*TASK STATEMENT*.
The first line of the entries is where the copy starts and the line with "class=grass field" is where it ends; set down each line exactly, both ends included, and drop pictures.

GIVEN RECORDS Start Marker

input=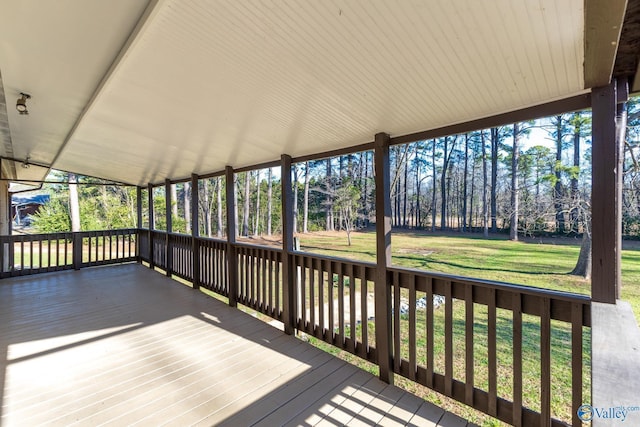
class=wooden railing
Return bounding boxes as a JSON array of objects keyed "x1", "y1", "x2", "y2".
[
  {"x1": 80, "y1": 229, "x2": 137, "y2": 267},
  {"x1": 0, "y1": 229, "x2": 137, "y2": 277},
  {"x1": 2, "y1": 228, "x2": 591, "y2": 425},
  {"x1": 236, "y1": 243, "x2": 283, "y2": 320},
  {"x1": 293, "y1": 252, "x2": 377, "y2": 363},
  {"x1": 388, "y1": 267, "x2": 590, "y2": 427},
  {"x1": 196, "y1": 237, "x2": 228, "y2": 296}
]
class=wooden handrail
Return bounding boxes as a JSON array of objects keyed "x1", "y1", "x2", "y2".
[{"x1": 2, "y1": 228, "x2": 591, "y2": 425}]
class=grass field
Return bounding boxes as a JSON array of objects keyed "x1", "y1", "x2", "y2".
[
  {"x1": 295, "y1": 229, "x2": 639, "y2": 426},
  {"x1": 298, "y1": 229, "x2": 640, "y2": 322}
]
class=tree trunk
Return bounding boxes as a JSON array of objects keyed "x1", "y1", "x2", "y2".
[
  {"x1": 216, "y1": 177, "x2": 222, "y2": 238},
  {"x1": 170, "y1": 184, "x2": 178, "y2": 219},
  {"x1": 462, "y1": 133, "x2": 469, "y2": 232},
  {"x1": 184, "y1": 182, "x2": 191, "y2": 234},
  {"x1": 470, "y1": 140, "x2": 477, "y2": 231},
  {"x1": 362, "y1": 153, "x2": 369, "y2": 227},
  {"x1": 68, "y1": 173, "x2": 81, "y2": 232},
  {"x1": 490, "y1": 128, "x2": 498, "y2": 233},
  {"x1": 254, "y1": 170, "x2": 260, "y2": 236},
  {"x1": 325, "y1": 159, "x2": 333, "y2": 231},
  {"x1": 482, "y1": 131, "x2": 489, "y2": 237},
  {"x1": 554, "y1": 115, "x2": 566, "y2": 233},
  {"x1": 403, "y1": 147, "x2": 409, "y2": 227},
  {"x1": 293, "y1": 165, "x2": 298, "y2": 234},
  {"x1": 242, "y1": 173, "x2": 250, "y2": 236},
  {"x1": 510, "y1": 123, "x2": 519, "y2": 241},
  {"x1": 431, "y1": 139, "x2": 437, "y2": 231},
  {"x1": 303, "y1": 162, "x2": 310, "y2": 233},
  {"x1": 571, "y1": 232, "x2": 592, "y2": 278},
  {"x1": 267, "y1": 168, "x2": 273, "y2": 236},
  {"x1": 440, "y1": 137, "x2": 448, "y2": 230},
  {"x1": 202, "y1": 179, "x2": 211, "y2": 237},
  {"x1": 233, "y1": 176, "x2": 239, "y2": 237},
  {"x1": 571, "y1": 113, "x2": 581, "y2": 232}
]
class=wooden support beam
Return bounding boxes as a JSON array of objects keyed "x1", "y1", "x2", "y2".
[
  {"x1": 592, "y1": 82, "x2": 620, "y2": 303},
  {"x1": 148, "y1": 183, "x2": 154, "y2": 269},
  {"x1": 281, "y1": 154, "x2": 296, "y2": 335},
  {"x1": 136, "y1": 186, "x2": 143, "y2": 229},
  {"x1": 165, "y1": 179, "x2": 172, "y2": 277},
  {"x1": 191, "y1": 173, "x2": 200, "y2": 290},
  {"x1": 136, "y1": 186, "x2": 143, "y2": 263},
  {"x1": 584, "y1": 0, "x2": 627, "y2": 89},
  {"x1": 225, "y1": 166, "x2": 237, "y2": 307},
  {"x1": 374, "y1": 132, "x2": 394, "y2": 384}
]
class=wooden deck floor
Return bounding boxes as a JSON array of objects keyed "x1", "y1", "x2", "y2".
[{"x1": 0, "y1": 263, "x2": 472, "y2": 426}]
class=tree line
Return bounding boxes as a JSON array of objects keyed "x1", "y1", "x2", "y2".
[{"x1": 30, "y1": 98, "x2": 640, "y2": 251}]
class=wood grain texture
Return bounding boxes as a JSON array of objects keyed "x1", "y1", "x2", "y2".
[{"x1": 0, "y1": 264, "x2": 470, "y2": 426}]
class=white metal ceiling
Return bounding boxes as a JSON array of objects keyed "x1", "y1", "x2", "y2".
[{"x1": 1, "y1": 0, "x2": 589, "y2": 186}]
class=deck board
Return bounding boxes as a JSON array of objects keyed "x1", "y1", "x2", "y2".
[{"x1": 0, "y1": 263, "x2": 470, "y2": 426}]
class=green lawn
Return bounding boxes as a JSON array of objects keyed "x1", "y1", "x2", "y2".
[
  {"x1": 298, "y1": 229, "x2": 640, "y2": 322},
  {"x1": 298, "y1": 229, "x2": 638, "y2": 426}
]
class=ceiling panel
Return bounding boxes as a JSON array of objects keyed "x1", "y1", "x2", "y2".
[
  {"x1": 4, "y1": 0, "x2": 586, "y2": 186},
  {"x1": 0, "y1": 0, "x2": 151, "y2": 182}
]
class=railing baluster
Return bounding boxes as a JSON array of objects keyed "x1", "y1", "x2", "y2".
[
  {"x1": 571, "y1": 302, "x2": 583, "y2": 427},
  {"x1": 360, "y1": 265, "x2": 368, "y2": 358},
  {"x1": 309, "y1": 256, "x2": 315, "y2": 334},
  {"x1": 445, "y1": 280, "x2": 453, "y2": 396},
  {"x1": 262, "y1": 249, "x2": 267, "y2": 312},
  {"x1": 20, "y1": 237, "x2": 25, "y2": 274},
  {"x1": 426, "y1": 276, "x2": 434, "y2": 388},
  {"x1": 268, "y1": 250, "x2": 274, "y2": 317},
  {"x1": 409, "y1": 274, "x2": 417, "y2": 381},
  {"x1": 300, "y1": 255, "x2": 306, "y2": 329},
  {"x1": 465, "y1": 283, "x2": 474, "y2": 407},
  {"x1": 319, "y1": 259, "x2": 325, "y2": 339},
  {"x1": 541, "y1": 297, "x2": 551, "y2": 427},
  {"x1": 513, "y1": 293, "x2": 523, "y2": 427},
  {"x1": 349, "y1": 265, "x2": 356, "y2": 354},
  {"x1": 275, "y1": 253, "x2": 280, "y2": 318},
  {"x1": 328, "y1": 261, "x2": 335, "y2": 343},
  {"x1": 338, "y1": 262, "x2": 345, "y2": 347},
  {"x1": 488, "y1": 287, "x2": 497, "y2": 416},
  {"x1": 393, "y1": 271, "x2": 401, "y2": 373}
]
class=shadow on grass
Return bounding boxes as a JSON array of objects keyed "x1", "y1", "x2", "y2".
[{"x1": 391, "y1": 254, "x2": 571, "y2": 277}]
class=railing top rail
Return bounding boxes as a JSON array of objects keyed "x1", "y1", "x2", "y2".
[
  {"x1": 292, "y1": 250, "x2": 377, "y2": 271},
  {"x1": 387, "y1": 265, "x2": 591, "y2": 304},
  {"x1": 233, "y1": 241, "x2": 283, "y2": 252}
]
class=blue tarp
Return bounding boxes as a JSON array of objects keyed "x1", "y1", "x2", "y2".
[{"x1": 12, "y1": 194, "x2": 50, "y2": 206}]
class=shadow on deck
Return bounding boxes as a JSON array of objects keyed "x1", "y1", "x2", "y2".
[{"x1": 0, "y1": 263, "x2": 472, "y2": 426}]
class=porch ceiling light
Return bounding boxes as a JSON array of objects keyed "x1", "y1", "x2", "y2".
[{"x1": 16, "y1": 93, "x2": 30, "y2": 115}]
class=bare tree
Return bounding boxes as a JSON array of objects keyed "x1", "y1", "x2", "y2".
[
  {"x1": 68, "y1": 173, "x2": 81, "y2": 232},
  {"x1": 482, "y1": 130, "x2": 489, "y2": 237},
  {"x1": 510, "y1": 123, "x2": 520, "y2": 241},
  {"x1": 267, "y1": 168, "x2": 273, "y2": 236}
]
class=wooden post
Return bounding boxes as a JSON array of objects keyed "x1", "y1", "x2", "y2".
[
  {"x1": 136, "y1": 186, "x2": 143, "y2": 262},
  {"x1": 281, "y1": 154, "x2": 295, "y2": 335},
  {"x1": 591, "y1": 81, "x2": 619, "y2": 303},
  {"x1": 136, "y1": 186, "x2": 143, "y2": 229},
  {"x1": 191, "y1": 173, "x2": 200, "y2": 289},
  {"x1": 226, "y1": 166, "x2": 238, "y2": 307},
  {"x1": 148, "y1": 183, "x2": 155, "y2": 269},
  {"x1": 72, "y1": 232, "x2": 83, "y2": 270},
  {"x1": 615, "y1": 79, "x2": 628, "y2": 298},
  {"x1": 374, "y1": 132, "x2": 394, "y2": 384},
  {"x1": 165, "y1": 179, "x2": 172, "y2": 277}
]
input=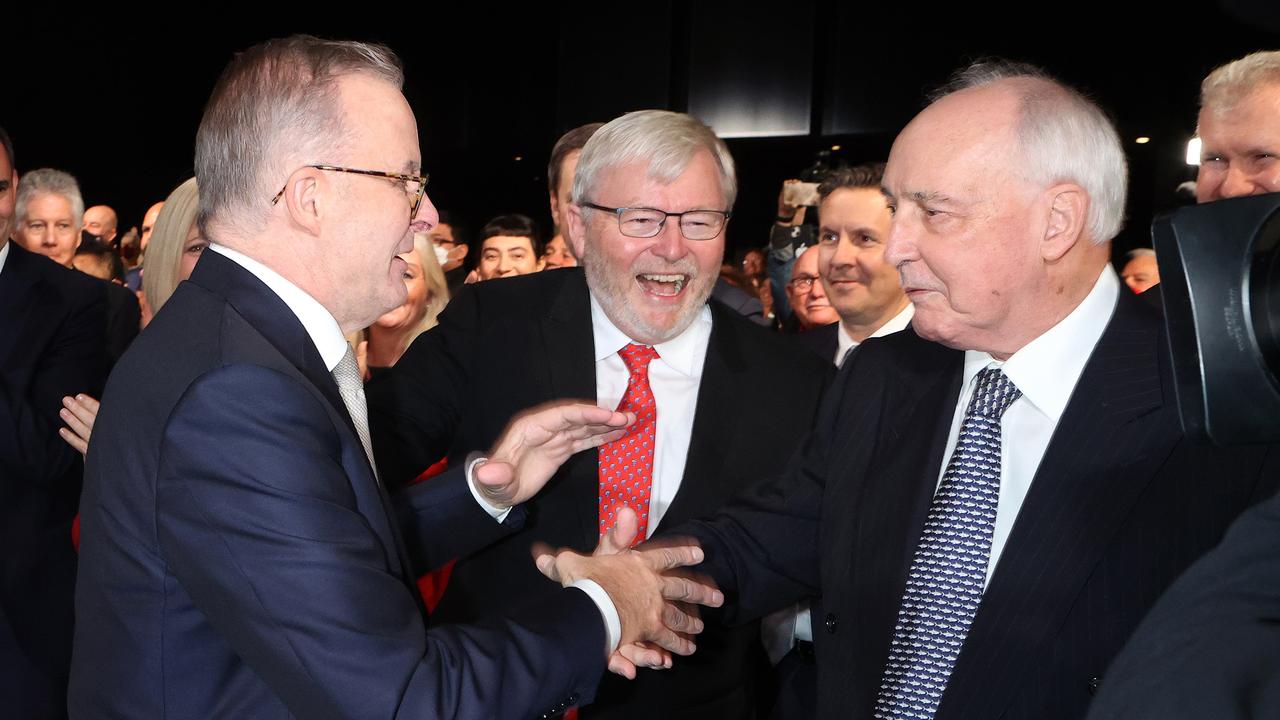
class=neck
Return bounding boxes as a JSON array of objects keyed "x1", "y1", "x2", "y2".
[{"x1": 841, "y1": 296, "x2": 910, "y2": 343}]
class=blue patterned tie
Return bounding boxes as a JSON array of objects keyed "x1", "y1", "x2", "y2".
[{"x1": 873, "y1": 367, "x2": 1022, "y2": 719}]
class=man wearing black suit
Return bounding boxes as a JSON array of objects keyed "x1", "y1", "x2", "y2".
[
  {"x1": 71, "y1": 37, "x2": 718, "y2": 719},
  {"x1": 0, "y1": 127, "x2": 108, "y2": 720},
  {"x1": 369, "y1": 110, "x2": 831, "y2": 718},
  {"x1": 655, "y1": 61, "x2": 1280, "y2": 720}
]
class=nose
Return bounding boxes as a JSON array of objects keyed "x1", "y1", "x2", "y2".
[
  {"x1": 411, "y1": 192, "x2": 440, "y2": 233},
  {"x1": 883, "y1": 213, "x2": 916, "y2": 270},
  {"x1": 649, "y1": 217, "x2": 687, "y2": 262},
  {"x1": 829, "y1": 232, "x2": 859, "y2": 269},
  {"x1": 1219, "y1": 164, "x2": 1260, "y2": 200},
  {"x1": 809, "y1": 275, "x2": 829, "y2": 302}
]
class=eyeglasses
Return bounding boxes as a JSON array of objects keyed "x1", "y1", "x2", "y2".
[
  {"x1": 581, "y1": 202, "x2": 731, "y2": 241},
  {"x1": 787, "y1": 274, "x2": 820, "y2": 292},
  {"x1": 270, "y1": 164, "x2": 429, "y2": 217}
]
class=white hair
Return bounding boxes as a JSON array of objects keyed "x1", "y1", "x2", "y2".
[
  {"x1": 1200, "y1": 50, "x2": 1280, "y2": 116},
  {"x1": 930, "y1": 60, "x2": 1128, "y2": 244},
  {"x1": 16, "y1": 168, "x2": 85, "y2": 228},
  {"x1": 572, "y1": 110, "x2": 737, "y2": 209}
]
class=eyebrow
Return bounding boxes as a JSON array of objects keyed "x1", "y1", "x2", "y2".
[{"x1": 402, "y1": 160, "x2": 421, "y2": 174}]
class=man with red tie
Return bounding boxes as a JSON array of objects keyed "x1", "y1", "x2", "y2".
[{"x1": 368, "y1": 109, "x2": 832, "y2": 717}]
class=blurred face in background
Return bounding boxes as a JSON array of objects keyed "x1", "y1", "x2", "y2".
[
  {"x1": 374, "y1": 244, "x2": 430, "y2": 330},
  {"x1": 786, "y1": 247, "x2": 838, "y2": 329},
  {"x1": 18, "y1": 192, "x2": 81, "y2": 266},
  {"x1": 477, "y1": 235, "x2": 541, "y2": 280},
  {"x1": 178, "y1": 221, "x2": 208, "y2": 281},
  {"x1": 542, "y1": 234, "x2": 577, "y2": 269}
]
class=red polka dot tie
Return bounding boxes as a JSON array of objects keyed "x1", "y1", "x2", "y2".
[{"x1": 598, "y1": 343, "x2": 660, "y2": 547}]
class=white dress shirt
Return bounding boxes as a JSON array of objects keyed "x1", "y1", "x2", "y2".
[
  {"x1": 590, "y1": 294, "x2": 713, "y2": 537},
  {"x1": 940, "y1": 265, "x2": 1120, "y2": 587},
  {"x1": 0, "y1": 240, "x2": 11, "y2": 275},
  {"x1": 835, "y1": 302, "x2": 916, "y2": 368},
  {"x1": 210, "y1": 245, "x2": 622, "y2": 650}
]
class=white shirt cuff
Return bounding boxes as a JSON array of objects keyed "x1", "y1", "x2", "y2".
[
  {"x1": 464, "y1": 453, "x2": 512, "y2": 523},
  {"x1": 571, "y1": 579, "x2": 621, "y2": 656}
]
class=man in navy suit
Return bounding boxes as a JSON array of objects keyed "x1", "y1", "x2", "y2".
[
  {"x1": 71, "y1": 36, "x2": 719, "y2": 719},
  {"x1": 641, "y1": 60, "x2": 1280, "y2": 720},
  {"x1": 0, "y1": 126, "x2": 107, "y2": 720}
]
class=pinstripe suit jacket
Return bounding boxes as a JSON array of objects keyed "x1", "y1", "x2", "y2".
[{"x1": 683, "y1": 288, "x2": 1279, "y2": 719}]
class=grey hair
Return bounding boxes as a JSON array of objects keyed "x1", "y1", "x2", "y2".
[
  {"x1": 16, "y1": 168, "x2": 85, "y2": 228},
  {"x1": 929, "y1": 59, "x2": 1128, "y2": 244},
  {"x1": 1126, "y1": 247, "x2": 1156, "y2": 260},
  {"x1": 1200, "y1": 50, "x2": 1280, "y2": 116},
  {"x1": 143, "y1": 177, "x2": 201, "y2": 313},
  {"x1": 572, "y1": 110, "x2": 737, "y2": 210},
  {"x1": 194, "y1": 35, "x2": 404, "y2": 239}
]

GIVEN RECORDS End Marker

*ANSWER SPACE*.
input=
class=wooden railing
Return bounding boxes as a JSON array of objects keyed "x1", "y1", "x2", "y2".
[
  {"x1": 80, "y1": 229, "x2": 137, "y2": 267},
  {"x1": 0, "y1": 229, "x2": 137, "y2": 277},
  {"x1": 2, "y1": 228, "x2": 591, "y2": 425},
  {"x1": 236, "y1": 243, "x2": 283, "y2": 320},
  {"x1": 293, "y1": 252, "x2": 377, "y2": 363},
  {"x1": 388, "y1": 267, "x2": 590, "y2": 427},
  {"x1": 196, "y1": 237, "x2": 228, "y2": 296}
]
class=wooden handrail
Return bounding boxes as a JSON array of objects keyed "x1", "y1", "x2", "y2".
[{"x1": 2, "y1": 228, "x2": 591, "y2": 425}]
class=grass field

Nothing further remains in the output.